Dataset records ->
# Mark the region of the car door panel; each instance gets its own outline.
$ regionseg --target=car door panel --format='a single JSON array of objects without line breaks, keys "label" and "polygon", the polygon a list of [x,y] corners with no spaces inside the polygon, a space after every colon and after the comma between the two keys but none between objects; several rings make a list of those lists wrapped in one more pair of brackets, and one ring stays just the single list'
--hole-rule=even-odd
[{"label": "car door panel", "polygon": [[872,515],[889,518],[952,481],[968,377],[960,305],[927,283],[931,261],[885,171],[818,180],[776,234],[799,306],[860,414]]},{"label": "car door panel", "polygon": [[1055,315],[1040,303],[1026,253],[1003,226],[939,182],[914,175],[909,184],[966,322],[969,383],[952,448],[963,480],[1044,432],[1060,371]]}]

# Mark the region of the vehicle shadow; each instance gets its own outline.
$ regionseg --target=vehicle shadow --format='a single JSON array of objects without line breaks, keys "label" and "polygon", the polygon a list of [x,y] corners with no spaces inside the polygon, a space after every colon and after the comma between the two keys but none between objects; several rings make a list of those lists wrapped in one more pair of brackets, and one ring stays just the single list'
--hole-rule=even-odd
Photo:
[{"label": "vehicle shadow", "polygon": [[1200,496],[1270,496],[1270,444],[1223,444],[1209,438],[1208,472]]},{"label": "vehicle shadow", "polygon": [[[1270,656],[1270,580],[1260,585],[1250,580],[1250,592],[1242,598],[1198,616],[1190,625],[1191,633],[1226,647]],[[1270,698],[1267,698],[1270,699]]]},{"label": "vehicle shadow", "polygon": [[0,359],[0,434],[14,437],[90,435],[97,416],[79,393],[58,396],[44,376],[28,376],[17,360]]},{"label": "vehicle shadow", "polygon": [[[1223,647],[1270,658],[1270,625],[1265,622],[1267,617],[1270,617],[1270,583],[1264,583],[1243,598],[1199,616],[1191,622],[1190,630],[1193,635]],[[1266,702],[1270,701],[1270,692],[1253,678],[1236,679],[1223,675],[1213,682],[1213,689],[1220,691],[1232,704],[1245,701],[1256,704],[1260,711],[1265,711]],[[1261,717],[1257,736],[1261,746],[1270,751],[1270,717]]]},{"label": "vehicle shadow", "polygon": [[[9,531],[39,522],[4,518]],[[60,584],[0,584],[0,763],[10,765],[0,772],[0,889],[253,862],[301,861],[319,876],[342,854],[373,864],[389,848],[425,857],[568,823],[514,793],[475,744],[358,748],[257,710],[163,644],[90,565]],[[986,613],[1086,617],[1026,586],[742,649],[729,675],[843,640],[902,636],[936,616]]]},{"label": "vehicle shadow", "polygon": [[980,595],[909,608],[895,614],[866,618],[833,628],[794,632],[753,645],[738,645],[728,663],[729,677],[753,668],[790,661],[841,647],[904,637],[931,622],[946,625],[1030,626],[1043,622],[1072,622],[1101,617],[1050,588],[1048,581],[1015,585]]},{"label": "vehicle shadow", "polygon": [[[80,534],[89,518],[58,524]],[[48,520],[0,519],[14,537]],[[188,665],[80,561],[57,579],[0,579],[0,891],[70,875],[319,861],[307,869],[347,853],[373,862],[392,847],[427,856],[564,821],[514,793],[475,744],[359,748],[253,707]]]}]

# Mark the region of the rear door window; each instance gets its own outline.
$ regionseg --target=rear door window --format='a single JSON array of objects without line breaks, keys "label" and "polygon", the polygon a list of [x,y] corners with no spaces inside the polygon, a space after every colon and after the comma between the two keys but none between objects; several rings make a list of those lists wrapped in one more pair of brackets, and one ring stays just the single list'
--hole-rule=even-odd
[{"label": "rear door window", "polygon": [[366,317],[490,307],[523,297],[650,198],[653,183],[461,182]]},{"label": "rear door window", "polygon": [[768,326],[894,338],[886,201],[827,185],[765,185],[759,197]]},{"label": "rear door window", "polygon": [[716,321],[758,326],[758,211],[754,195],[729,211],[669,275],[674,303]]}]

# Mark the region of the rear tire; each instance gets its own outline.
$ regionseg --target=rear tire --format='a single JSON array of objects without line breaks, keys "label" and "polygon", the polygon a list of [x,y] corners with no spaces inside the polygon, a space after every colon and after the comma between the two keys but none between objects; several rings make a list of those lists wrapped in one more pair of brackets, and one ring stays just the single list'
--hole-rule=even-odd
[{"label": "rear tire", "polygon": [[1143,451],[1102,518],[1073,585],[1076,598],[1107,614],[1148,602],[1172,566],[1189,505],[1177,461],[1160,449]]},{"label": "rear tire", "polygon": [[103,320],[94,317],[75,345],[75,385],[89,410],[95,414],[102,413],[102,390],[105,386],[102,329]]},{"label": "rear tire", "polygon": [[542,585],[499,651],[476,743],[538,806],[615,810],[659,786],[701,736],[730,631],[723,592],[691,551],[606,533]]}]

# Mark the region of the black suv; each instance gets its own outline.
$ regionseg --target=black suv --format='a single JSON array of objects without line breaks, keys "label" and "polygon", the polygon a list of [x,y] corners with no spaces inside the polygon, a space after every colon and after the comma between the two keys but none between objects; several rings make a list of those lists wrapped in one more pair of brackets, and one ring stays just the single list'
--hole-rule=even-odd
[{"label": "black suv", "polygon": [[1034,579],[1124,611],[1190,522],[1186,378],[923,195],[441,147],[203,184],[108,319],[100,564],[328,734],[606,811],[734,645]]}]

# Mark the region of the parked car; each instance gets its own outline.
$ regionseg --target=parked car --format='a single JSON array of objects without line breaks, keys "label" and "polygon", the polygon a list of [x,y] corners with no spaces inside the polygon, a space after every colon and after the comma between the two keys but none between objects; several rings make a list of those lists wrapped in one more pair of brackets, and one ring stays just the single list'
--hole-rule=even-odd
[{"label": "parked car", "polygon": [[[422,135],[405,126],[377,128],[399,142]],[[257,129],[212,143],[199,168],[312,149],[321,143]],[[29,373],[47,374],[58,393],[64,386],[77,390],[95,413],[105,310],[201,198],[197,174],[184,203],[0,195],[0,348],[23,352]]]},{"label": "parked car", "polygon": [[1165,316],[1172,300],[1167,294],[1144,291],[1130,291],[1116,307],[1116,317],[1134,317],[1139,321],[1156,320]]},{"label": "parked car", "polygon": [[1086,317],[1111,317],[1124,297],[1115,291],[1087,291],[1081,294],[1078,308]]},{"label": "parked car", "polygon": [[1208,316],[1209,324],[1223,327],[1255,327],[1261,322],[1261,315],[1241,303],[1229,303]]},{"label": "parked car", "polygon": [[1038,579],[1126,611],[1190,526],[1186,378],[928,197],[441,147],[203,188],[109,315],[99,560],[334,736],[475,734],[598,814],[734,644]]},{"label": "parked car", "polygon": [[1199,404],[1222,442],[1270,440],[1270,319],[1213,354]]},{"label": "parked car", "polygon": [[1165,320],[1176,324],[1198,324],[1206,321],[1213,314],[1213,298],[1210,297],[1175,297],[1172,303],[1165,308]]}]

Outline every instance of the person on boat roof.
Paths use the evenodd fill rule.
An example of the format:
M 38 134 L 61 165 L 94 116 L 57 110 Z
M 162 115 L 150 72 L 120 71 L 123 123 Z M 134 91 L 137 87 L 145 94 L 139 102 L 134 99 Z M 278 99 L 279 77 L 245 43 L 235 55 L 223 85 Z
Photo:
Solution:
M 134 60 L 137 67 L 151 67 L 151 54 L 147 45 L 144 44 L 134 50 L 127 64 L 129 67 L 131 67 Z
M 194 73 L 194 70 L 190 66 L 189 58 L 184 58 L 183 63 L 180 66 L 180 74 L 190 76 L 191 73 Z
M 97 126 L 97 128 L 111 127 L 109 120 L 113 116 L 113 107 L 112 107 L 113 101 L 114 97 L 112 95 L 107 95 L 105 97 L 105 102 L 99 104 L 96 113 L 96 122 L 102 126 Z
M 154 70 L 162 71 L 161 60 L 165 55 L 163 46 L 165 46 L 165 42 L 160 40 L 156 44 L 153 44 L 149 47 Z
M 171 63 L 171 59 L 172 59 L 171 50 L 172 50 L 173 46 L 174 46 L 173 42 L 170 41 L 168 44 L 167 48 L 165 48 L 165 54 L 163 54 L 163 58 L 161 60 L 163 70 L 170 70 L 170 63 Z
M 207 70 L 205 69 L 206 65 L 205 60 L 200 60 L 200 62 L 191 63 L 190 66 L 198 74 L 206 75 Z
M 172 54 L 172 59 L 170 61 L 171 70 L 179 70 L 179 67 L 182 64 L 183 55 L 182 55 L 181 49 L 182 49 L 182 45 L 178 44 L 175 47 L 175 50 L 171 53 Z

What you should do -> Lay out every line from the one holding "Outline every instance" through the end of the items above, both ends included, as a Markdown table with the columns Row and Text. Number the rows and leave out blank lines.

Output for this task ->
| Row | Text |
|---|---|
| 1 | Outline every instance of the person on boat roof. |
| 2 | Paths use the evenodd fill rule. |
| 3 | An example of the format: |
| 4 | M 38 134 L 61 165 L 94 116 L 57 110 Z |
| 5 | M 162 115 L 150 72 L 120 71 L 123 123 Z M 134 91 L 137 87 L 145 94 L 139 102 L 134 99 Z M 278 99 L 279 77 L 245 43 L 235 55 L 223 85 Z |
| 6 | Photo: |
| 7 | Solution: |
| 8 | M 134 60 L 137 67 L 151 67 L 151 54 L 147 45 L 144 44 L 134 50 L 127 64 L 129 67 L 131 67 Z |
| 9 | M 194 73 L 194 70 L 190 66 L 189 58 L 184 58 L 183 63 L 180 66 L 180 74 L 190 76 L 191 73 Z |
| 10 | M 97 126 L 97 128 L 111 127 L 109 120 L 113 116 L 113 107 L 112 107 L 113 101 L 114 97 L 112 95 L 107 95 L 105 97 L 105 102 L 99 104 L 96 113 L 96 122 L 102 126 Z |
| 11 | M 154 70 L 162 71 L 161 60 L 165 55 L 163 46 L 165 46 L 165 42 L 160 40 L 156 44 L 153 44 L 149 47 Z |
| 12 | M 171 63 L 171 59 L 172 59 L 171 50 L 172 50 L 173 46 L 174 46 L 173 42 L 170 41 L 168 44 L 167 48 L 165 48 L 165 54 L 163 54 L 163 58 L 161 60 L 163 70 L 170 70 L 170 63 Z |
| 13 | M 207 70 L 205 69 L 206 65 L 205 60 L 200 60 L 200 62 L 191 63 L 190 66 L 198 74 L 206 75 Z |
| 14 | M 172 54 L 172 59 L 170 61 L 171 70 L 179 70 L 179 67 L 182 64 L 183 55 L 182 55 L 181 49 L 182 49 L 182 45 L 178 44 L 175 47 L 175 50 L 171 53 Z |